_Problem statement_.
Would you please transcribe exactly the lines from the one containing "Target: white door" through the end of the material below, and only those?

★ ★ ★

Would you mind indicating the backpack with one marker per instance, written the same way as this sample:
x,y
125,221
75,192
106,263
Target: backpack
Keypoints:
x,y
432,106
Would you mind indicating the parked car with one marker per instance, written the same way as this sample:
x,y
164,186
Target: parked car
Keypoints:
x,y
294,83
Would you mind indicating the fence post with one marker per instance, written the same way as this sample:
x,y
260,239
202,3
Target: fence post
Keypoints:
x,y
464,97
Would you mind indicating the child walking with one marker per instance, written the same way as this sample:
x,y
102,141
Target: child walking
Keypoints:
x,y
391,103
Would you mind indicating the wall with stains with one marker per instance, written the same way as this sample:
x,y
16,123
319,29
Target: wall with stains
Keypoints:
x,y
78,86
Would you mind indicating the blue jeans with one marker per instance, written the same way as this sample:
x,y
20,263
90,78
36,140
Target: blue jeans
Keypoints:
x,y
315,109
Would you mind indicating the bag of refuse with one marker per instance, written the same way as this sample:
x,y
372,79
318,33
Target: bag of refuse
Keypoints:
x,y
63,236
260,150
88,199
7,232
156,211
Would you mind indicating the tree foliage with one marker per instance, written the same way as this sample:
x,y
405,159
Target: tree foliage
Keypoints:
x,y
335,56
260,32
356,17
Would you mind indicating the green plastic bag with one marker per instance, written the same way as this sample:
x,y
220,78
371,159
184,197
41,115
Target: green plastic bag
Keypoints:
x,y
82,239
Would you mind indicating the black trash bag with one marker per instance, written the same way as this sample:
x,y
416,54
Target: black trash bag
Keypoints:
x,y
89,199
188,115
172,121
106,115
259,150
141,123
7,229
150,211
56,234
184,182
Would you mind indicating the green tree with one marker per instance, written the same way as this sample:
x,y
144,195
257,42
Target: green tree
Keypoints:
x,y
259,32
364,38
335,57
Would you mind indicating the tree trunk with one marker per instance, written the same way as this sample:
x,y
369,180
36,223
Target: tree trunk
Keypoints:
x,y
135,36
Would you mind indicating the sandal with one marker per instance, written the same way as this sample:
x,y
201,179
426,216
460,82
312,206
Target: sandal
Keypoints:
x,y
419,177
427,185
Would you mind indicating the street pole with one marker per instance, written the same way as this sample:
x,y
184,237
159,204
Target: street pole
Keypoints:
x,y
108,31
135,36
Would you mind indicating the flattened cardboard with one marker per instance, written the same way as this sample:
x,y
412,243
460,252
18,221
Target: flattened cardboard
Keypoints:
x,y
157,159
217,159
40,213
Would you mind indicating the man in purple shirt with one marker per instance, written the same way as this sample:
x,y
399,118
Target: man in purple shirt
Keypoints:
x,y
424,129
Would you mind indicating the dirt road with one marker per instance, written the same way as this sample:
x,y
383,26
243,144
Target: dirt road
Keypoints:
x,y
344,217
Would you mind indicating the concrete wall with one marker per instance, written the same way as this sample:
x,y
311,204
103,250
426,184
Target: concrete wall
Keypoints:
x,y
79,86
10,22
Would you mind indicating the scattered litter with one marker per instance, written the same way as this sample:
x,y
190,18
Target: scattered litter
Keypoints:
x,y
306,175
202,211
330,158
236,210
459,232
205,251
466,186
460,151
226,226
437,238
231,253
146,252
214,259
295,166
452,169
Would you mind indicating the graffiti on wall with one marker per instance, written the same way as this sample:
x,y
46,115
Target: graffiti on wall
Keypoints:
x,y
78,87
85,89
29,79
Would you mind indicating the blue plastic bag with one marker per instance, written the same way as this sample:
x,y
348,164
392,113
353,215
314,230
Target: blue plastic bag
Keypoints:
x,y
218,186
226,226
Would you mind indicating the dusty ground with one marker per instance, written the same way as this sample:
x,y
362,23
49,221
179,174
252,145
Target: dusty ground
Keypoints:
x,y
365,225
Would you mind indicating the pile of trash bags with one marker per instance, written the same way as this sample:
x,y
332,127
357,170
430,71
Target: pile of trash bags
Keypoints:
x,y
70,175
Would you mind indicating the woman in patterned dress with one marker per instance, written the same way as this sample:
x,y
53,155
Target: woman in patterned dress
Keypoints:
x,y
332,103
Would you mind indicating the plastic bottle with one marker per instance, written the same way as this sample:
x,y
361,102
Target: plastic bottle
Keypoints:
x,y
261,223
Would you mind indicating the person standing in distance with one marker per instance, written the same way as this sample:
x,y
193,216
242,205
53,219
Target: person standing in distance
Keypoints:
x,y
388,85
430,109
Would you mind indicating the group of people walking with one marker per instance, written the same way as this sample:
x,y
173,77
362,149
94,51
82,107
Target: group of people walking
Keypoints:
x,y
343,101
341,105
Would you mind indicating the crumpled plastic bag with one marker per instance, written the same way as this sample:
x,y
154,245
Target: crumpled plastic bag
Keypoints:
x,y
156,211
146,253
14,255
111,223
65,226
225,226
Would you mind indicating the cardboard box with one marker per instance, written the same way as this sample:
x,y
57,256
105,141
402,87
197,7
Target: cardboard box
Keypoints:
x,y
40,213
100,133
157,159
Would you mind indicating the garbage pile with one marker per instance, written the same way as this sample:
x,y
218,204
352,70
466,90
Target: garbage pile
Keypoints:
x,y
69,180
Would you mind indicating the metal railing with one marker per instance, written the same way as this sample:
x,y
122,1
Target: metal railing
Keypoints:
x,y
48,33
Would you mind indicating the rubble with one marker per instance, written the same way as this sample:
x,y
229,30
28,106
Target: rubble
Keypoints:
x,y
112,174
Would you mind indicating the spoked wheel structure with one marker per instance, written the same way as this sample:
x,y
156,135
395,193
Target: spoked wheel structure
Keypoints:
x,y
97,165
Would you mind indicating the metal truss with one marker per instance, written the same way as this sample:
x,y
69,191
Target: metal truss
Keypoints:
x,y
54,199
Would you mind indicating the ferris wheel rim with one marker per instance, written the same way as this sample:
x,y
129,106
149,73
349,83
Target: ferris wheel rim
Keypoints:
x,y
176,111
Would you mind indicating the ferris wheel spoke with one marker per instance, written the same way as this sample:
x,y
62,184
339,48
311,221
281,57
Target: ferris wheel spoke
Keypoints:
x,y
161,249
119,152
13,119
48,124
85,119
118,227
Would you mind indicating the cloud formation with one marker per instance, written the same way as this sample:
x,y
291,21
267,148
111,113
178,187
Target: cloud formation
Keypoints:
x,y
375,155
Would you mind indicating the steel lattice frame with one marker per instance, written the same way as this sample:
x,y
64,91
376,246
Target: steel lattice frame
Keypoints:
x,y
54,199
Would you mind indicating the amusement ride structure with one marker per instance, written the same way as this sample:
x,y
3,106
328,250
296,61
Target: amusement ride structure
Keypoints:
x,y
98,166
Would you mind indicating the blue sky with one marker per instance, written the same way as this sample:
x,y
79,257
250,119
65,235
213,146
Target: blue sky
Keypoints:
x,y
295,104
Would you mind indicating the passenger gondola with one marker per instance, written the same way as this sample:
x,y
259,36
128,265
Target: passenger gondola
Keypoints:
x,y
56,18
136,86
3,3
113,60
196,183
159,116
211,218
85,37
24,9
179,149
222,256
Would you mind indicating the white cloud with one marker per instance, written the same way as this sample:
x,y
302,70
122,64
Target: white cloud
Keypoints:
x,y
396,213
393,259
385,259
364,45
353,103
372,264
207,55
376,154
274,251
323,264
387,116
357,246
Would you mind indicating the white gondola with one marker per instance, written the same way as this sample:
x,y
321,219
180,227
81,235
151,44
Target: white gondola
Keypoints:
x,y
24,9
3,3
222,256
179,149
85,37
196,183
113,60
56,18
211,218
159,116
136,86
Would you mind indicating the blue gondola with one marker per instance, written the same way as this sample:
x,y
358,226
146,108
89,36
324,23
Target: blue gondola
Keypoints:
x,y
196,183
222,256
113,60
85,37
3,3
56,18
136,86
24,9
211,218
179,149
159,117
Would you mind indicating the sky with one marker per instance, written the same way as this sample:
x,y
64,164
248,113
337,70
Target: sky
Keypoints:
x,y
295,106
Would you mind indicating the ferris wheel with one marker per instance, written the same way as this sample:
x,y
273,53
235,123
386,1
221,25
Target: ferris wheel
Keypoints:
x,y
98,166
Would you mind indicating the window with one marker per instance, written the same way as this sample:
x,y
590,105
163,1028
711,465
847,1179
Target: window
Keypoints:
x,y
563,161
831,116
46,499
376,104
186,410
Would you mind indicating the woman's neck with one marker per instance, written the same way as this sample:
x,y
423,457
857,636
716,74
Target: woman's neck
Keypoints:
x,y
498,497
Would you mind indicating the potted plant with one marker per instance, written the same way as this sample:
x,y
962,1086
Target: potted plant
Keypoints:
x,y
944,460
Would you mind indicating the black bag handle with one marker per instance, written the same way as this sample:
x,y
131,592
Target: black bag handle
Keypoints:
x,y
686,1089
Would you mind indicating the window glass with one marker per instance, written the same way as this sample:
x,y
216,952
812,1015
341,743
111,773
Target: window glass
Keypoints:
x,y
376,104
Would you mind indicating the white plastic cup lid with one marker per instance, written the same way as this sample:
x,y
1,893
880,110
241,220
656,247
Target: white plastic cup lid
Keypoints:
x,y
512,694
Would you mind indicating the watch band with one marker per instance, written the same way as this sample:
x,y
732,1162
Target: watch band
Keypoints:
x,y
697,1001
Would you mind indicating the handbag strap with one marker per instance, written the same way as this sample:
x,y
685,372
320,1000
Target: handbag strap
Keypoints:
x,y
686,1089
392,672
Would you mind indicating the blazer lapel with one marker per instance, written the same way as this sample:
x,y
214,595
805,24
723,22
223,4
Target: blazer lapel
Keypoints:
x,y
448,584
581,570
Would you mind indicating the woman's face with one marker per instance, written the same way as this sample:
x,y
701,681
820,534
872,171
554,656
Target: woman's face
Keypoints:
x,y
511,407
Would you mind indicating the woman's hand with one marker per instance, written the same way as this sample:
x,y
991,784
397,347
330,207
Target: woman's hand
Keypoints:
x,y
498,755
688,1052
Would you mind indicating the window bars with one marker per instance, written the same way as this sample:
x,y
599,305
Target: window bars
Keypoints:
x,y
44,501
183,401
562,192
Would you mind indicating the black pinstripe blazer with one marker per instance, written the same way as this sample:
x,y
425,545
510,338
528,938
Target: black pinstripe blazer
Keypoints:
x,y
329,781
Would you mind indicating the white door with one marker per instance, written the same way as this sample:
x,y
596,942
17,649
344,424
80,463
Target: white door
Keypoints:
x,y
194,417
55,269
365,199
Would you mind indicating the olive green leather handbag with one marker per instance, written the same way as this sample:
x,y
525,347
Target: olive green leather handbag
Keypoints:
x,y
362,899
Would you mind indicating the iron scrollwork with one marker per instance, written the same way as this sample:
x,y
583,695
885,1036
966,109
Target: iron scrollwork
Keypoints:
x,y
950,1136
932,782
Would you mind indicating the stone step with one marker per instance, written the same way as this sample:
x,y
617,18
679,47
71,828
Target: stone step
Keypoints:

★ ★ ★

_Solved problem_.
Target: white door
Keypoints:
x,y
194,417
55,269
365,199
Would you mind indicating the olive green leather handbag with one marker per instance, written the same way as this sample:
x,y
525,347
Target: olive green leather handbag
Keypoints:
x,y
362,899
Would you mind indicating the iron scrollwork with one marker per instance, written the same way as this sample:
x,y
583,695
885,1036
966,109
Target: iron scrollwork
Keypoints:
x,y
950,1136
932,782
Would you mind indicating the stone step with one marker per instance, written the same way as this sample:
x,y
617,18
679,47
71,828
Target: stone step
Keypoints:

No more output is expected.